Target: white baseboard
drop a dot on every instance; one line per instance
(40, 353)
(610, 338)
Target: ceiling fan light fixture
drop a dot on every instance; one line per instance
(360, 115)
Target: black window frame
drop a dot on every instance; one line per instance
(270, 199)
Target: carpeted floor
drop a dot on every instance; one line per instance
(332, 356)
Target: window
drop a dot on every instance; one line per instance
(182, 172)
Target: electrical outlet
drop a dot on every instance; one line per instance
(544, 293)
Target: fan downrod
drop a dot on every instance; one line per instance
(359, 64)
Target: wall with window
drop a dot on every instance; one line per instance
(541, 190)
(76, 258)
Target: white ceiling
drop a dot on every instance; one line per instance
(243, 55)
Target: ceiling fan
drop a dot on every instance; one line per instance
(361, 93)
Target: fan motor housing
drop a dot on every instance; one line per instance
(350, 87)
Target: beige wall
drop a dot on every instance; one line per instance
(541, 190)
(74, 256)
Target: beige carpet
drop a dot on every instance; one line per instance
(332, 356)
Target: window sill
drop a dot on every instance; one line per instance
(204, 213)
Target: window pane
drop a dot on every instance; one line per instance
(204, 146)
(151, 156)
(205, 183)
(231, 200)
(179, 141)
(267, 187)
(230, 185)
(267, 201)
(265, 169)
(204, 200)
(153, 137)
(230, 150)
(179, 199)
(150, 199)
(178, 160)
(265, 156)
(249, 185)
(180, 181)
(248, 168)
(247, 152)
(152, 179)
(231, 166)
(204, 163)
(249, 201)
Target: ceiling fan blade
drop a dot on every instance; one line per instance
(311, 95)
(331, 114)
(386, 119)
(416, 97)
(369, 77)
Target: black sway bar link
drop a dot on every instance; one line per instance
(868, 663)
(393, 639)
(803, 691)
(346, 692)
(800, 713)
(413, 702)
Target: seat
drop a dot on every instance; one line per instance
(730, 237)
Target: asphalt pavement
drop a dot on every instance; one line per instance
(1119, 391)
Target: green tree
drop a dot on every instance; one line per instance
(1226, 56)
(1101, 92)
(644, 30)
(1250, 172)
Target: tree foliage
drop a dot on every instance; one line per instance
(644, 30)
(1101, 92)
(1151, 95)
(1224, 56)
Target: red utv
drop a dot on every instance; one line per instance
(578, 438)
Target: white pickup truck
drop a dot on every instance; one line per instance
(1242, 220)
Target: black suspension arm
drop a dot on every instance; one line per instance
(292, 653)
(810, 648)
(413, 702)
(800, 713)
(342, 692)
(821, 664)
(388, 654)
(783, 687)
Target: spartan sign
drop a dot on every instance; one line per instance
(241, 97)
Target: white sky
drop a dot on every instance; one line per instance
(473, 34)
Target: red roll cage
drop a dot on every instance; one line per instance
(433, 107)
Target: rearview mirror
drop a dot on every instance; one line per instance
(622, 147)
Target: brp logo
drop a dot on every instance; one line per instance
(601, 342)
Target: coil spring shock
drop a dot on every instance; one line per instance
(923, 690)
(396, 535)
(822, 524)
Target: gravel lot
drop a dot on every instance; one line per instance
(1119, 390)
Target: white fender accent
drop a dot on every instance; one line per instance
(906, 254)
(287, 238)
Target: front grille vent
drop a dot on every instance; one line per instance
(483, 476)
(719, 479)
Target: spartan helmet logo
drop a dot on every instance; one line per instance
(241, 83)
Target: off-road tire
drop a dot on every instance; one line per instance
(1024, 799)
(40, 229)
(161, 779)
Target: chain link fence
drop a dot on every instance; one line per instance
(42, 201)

Your objective: Reproduce every one of the records above, substituting "place a marker" for each occurrence of "drop a dot" and leaving all other text unchanged.

Response to the task:
Target: white baseboard
place a marker on every instance; one line per instance
(40, 353)
(610, 338)
Target: ceiling fan light fixture
place a marker on every instance; one line per instance
(360, 115)
Target: black window frame
place a marker on every instance; one line per instance
(270, 199)
Target: carpeted floor
place a marker on every instance; one line per instance
(332, 356)
Target: window
place a marker on every instance; one line per instance
(182, 172)
Target: electrical outlet
place a marker on every instance; one line per instance
(544, 293)
Target: fan downrod
place a marker on every instance; one line per instance
(359, 64)
Target: wall with window
place a marker on every instance; one line per instance
(541, 190)
(76, 258)
Target: white ceiling
place a marker on every instance; one line per instance
(243, 55)
Target: ceiling fan
place a marker on every instance; one line per instance
(361, 93)
Target: fan motor housing
place a marker on every instance; one line per instance
(350, 87)
Target: beige wall
place a marker on every instance; one line per instance
(541, 190)
(74, 256)
Target: beige carpet
place a marker on every instance; one line per instance
(332, 356)
Target: window sill
place a marker on every instance; one line per instance
(204, 213)
Target: window pane
place a marker on every instance; one line per instance
(204, 146)
(151, 156)
(205, 183)
(231, 200)
(179, 141)
(267, 187)
(230, 185)
(267, 201)
(265, 169)
(204, 200)
(153, 137)
(230, 150)
(179, 199)
(150, 199)
(178, 160)
(265, 156)
(249, 185)
(180, 181)
(248, 168)
(247, 152)
(152, 179)
(231, 166)
(204, 163)
(249, 201)
Target: ceiling fan blade
place a marker on every instance; one line per instance
(311, 95)
(331, 114)
(386, 119)
(416, 97)
(369, 77)
Target: black sway bar link
place a marker on every instance; one line per instance
(868, 663)
(393, 639)
(803, 691)
(346, 692)
(800, 713)
(413, 702)
Target: seat
place a marker on every instance; one line per instance
(730, 237)
Target: asphalt pavement
place a marker on every instance; one line per instance
(1119, 391)
Target: green tree
place a marker on every instance; one line per instance
(1226, 56)
(1101, 92)
(644, 30)
(1250, 172)
Target: tree foliage
place a marker on every instance; one line per instance
(644, 30)
(1101, 92)
(1151, 95)
(1224, 56)
Target: red utv
place a marker on every instance; one line per instance
(578, 438)
Target: white pickup truck
place a marker on every instance; one line per instance
(1242, 220)
Target: black suspension arm
place a marker on every instance; one line per instance
(292, 653)
(810, 648)
(413, 702)
(800, 713)
(342, 692)
(821, 664)
(388, 654)
(783, 687)
Target: spartan sign
place a marker on every instance; one line per instance
(241, 97)
Target: white sky
place a marker on every instance; one line per instance
(473, 34)
Target: red roll cage
place a marker on every instance; one line per instance
(433, 107)
Target: rearview mirror
place a marker on every instance; one line per instance
(622, 147)
Target: brp logo
place a marker on every instance; one line per instance
(601, 342)
Target: coil spring shock
place a marker on every instance; one line per instance
(923, 690)
(396, 535)
(822, 524)
Target: gravel lot
place a marker on every instance; one line per instance
(1119, 390)
Target: white fender accent
place a marker on every instance; one line per instance
(906, 254)
(287, 238)
Target: front grille vent
place a marker on every instance; one line per instance
(483, 476)
(719, 479)
Target: spartan helmet logo
place a marker on every instance; one line per instance
(241, 83)
Target: off-road tire
place a marker on every instance; one line per instance
(1024, 799)
(40, 229)
(161, 779)
Target: chain link fence
place a marker on every instance; one line per instance
(42, 201)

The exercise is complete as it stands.